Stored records
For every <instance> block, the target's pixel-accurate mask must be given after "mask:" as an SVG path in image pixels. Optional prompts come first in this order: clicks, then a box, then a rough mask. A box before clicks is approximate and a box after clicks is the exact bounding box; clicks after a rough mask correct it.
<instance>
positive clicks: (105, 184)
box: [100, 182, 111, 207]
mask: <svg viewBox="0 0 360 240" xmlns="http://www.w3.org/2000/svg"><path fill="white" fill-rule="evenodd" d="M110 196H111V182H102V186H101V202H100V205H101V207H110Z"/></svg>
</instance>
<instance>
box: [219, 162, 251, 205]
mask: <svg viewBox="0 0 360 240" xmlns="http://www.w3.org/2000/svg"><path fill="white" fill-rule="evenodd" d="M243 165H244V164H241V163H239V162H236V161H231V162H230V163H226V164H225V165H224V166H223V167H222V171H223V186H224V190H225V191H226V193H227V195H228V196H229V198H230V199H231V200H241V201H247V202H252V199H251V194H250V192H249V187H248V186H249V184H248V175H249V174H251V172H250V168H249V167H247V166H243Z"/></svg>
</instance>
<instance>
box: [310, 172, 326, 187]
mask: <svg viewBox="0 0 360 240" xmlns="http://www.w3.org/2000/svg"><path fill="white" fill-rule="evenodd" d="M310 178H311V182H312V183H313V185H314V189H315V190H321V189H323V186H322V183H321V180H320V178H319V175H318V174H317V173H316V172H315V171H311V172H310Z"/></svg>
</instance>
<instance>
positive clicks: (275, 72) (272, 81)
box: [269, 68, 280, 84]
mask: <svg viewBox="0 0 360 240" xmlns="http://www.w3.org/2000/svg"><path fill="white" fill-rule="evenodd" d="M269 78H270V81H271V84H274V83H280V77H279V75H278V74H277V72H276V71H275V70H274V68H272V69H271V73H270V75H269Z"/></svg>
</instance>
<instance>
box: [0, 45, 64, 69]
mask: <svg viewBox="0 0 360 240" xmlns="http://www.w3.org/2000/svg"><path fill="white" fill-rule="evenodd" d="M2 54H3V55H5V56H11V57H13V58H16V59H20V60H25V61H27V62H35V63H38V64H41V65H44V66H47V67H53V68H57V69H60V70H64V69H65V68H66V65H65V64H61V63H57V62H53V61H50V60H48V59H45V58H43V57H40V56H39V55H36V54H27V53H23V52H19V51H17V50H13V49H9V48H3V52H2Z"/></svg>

EXERCISE AIM: Here the goal is to repeat each entry exactly.

REPLY:
For every <instance> block, the target's pixel-accurate mask must be given after "mask:" as an SVG path in image pixels. Optional prompts come first in this order: clicks, then a box, then a rough mask. A box before clicks is approximate and a box after clicks is the exact bounding box; clicks after a rough mask correct it.
<instance>
positive clicks: (105, 184)
box: [100, 182, 111, 207]
mask: <svg viewBox="0 0 360 240" xmlns="http://www.w3.org/2000/svg"><path fill="white" fill-rule="evenodd" d="M110 196H111V182H102V186H101V202H100V205H101V207H110Z"/></svg>
</instance>
<instance>
box: [219, 162, 251, 205]
mask: <svg viewBox="0 0 360 240" xmlns="http://www.w3.org/2000/svg"><path fill="white" fill-rule="evenodd" d="M243 165H244V164H241V163H239V162H236V161H231V162H230V163H226V164H225V165H224V166H223V167H222V171H223V186H224V190H225V191H226V193H227V195H228V196H229V198H230V199H231V200H241V201H247V202H252V199H251V194H250V192H249V187H248V186H249V184H248V175H249V174H251V172H250V168H249V167H247V166H243Z"/></svg>
</instance>
<instance>
box: [310, 172, 326, 187]
mask: <svg viewBox="0 0 360 240" xmlns="http://www.w3.org/2000/svg"><path fill="white" fill-rule="evenodd" d="M310 178H311V182H312V183H313V185H314V189H315V190H321V189H323V186H322V183H321V180H320V178H319V175H318V174H317V173H316V172H315V171H311V172H310Z"/></svg>
</instance>
<instance>
positive clicks: (275, 72) (272, 81)
box: [269, 68, 280, 84]
mask: <svg viewBox="0 0 360 240" xmlns="http://www.w3.org/2000/svg"><path fill="white" fill-rule="evenodd" d="M269 78H270V81H271V84H274V83H280V77H279V75H278V74H277V72H276V71H275V70H274V68H272V69H271V73H270V75H269Z"/></svg>
</instance>
<instance>
box: [0, 45, 64, 69]
mask: <svg viewBox="0 0 360 240" xmlns="http://www.w3.org/2000/svg"><path fill="white" fill-rule="evenodd" d="M2 54H3V55H5V56H11V57H13V58H16V59H20V60H25V61H27V62H35V63H38V64H41V65H44V66H47V67H53V68H57V69H60V70H64V69H65V68H66V65H65V64H61V63H57V62H53V61H50V60H48V59H45V58H43V57H40V56H39V55H36V54H27V53H23V52H19V51H17V50H13V49H9V48H3V52H2Z"/></svg>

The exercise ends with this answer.